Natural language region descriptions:
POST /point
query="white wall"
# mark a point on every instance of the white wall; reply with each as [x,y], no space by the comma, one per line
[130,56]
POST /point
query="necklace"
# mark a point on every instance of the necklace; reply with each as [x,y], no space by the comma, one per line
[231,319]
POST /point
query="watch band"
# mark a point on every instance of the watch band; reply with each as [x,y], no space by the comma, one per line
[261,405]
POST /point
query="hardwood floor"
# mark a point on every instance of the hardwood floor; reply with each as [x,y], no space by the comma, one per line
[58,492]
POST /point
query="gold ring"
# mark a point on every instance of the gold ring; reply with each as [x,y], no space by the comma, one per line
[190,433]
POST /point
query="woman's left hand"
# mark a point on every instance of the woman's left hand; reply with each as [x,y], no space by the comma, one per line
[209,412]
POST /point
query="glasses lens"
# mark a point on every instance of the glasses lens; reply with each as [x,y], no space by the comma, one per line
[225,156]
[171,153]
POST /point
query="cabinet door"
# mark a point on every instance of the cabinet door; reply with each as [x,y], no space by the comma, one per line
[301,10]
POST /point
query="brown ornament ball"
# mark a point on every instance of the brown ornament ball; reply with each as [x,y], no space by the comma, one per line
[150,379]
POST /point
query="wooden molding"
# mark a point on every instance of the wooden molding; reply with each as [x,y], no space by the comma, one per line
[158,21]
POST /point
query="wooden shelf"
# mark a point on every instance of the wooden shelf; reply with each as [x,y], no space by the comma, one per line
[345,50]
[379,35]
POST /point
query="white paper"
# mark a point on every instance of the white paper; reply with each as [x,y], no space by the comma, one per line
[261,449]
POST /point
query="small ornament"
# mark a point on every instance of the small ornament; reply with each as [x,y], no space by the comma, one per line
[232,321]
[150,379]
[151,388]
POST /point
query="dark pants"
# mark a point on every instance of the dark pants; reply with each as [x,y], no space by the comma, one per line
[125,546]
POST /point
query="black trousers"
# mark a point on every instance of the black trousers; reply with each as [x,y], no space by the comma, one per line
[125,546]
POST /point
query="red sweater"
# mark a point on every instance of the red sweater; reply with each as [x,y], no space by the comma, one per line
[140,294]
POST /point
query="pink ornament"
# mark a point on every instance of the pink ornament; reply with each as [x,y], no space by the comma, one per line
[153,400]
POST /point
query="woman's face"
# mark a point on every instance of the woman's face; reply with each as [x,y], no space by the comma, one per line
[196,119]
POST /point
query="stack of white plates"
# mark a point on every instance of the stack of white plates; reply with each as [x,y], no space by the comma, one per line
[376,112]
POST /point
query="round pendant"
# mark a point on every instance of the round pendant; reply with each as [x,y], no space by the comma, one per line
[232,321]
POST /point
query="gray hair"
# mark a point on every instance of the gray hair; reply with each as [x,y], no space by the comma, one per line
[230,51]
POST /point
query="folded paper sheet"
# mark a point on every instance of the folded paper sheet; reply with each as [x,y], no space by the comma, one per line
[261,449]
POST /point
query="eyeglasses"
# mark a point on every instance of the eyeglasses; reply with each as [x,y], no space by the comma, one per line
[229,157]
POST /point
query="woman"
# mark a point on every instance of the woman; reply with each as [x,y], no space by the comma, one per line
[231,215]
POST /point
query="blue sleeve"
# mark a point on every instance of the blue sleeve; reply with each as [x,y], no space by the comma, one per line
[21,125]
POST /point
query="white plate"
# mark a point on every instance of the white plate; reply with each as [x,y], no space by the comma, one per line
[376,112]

What is needed: The data must be output in full, exactly as given.

Exercise solution:
POST /point
query="white wall"
# mark a point on every instance of the white wall; reply with each as [x,y], no space by the comma, one per line
[130,56]
POST /point
query="necklace"
# mark a point on every instance of the necklace; reply with each as [x,y], no space by the comma, one per line
[231,319]
POST /point
query="watch band"
# mark a point on every instance of the watch band; reply with each as [x,y], no space by the comma, one per line
[261,405]
POST /point
query="hardwood floor"
# mark a point on every instance of the hardwood floor; reply with each as [x,y], no space by the comma, one per line
[58,492]
POST /point
query="gold ring"
# mark a point on every instance of the gold ring; reply with each as [x,y], no space by the comma, one per line
[190,433]
POST /point
query="woman's left hand"
# mark a point on every instance of the woman's left hand; reply with each as [x,y], no space by the comma, one per line
[209,412]
POST /point
query="glasses lens"
# mark a point on every instance of the glasses lens; reply with each as [x,y], no space by the comma, one per line
[225,156]
[171,153]
POST /point
query="cabinet door"
# mark a point on every instance of the cabinet door; reply with each as [x,y], no space by the comma, one per line
[301,10]
POST /point
query="brown ornament ball"
# mark a point on every instance of the brown ornament ball; reply with each as [x,y], no space by the comma, one per line
[150,379]
POST /point
query="wooden molding"
# mark a point on every instance of the wooden molding; reply with each as [x,y], no space by the comma, one per line
[158,21]
POST /point
query="wooden shelf"
# mark a point on every instance of the wooden shelf; reply with each as [x,y], no space by the comma, one per line
[345,50]
[379,35]
POST /point
query="white paper"
# mark a point on every instance of the white paper; reply with each as [x,y], no space by the comma, one per line
[261,449]
POST /point
query="small ornament"
# mark a point on every instance of the small ornament; reply with each as [x,y], no space by the comma, one per line
[232,321]
[150,379]
[151,388]
POST /point
query="dark pants"
# mark a point on every instance of the dark pants; reply with each as [x,y], no space by the comma, one per line
[125,546]
POST /point
query="black trousers"
# mark a point on every instance of the black trousers; reply with each as [x,y], no space by the comma, one per line
[125,546]
POST /point
query="red sweater"
# mark a point on every instance of the red sweater; reply with each as [x,y], no space by the comma, one per line
[140,294]
POST /point
query="pink ornament"
# mark a point on every instance of the pink ornament; reply with each as [x,y], no space by the comma, one per line
[153,400]
POST /point
query="woman's face"
# mark a point on every instance of the woman's face; reply with each as [x,y], no space by the comma, one per line
[196,119]
POST /point
query="stack of white plates"
# mark a point on every instance of the stack of white plates; reply with each as [x,y], no space by the comma, one per line
[376,112]
POST /point
query="round pendant"
# mark a point on every instance of the round pendant; reply with each as [x,y], no space by the comma, one per line
[232,321]
POST /point
query="gray hair"
# mark a point on every instance of the gray hair; reply with each as [x,y], no space by the comma, one per line
[230,51]
POST /point
query="folded paper sheet"
# mark a point on every instance of the folded paper sheet; reply with each as [x,y], no space by the comma, one per line
[261,449]
POST /point
query="eyeglasses"
# mark a point on every instance of the eyeglasses; reply with each as [x,y], no space by the comma, one per line
[229,157]
POST /point
query="woman"
# mark a point on every instance of the woman; reply with each as [x,y], no space by the comma, one per line
[231,215]
POST /point
query="blue sleeve"
# mark a point on every instance of the blue sleeve; reply with each as [x,y], no space by the comma, one per line
[21,125]
POST /point
query="white plate"
# mark a point on every instance of the white plate; reply with each as [x,y], no space by the comma, one per line
[376,112]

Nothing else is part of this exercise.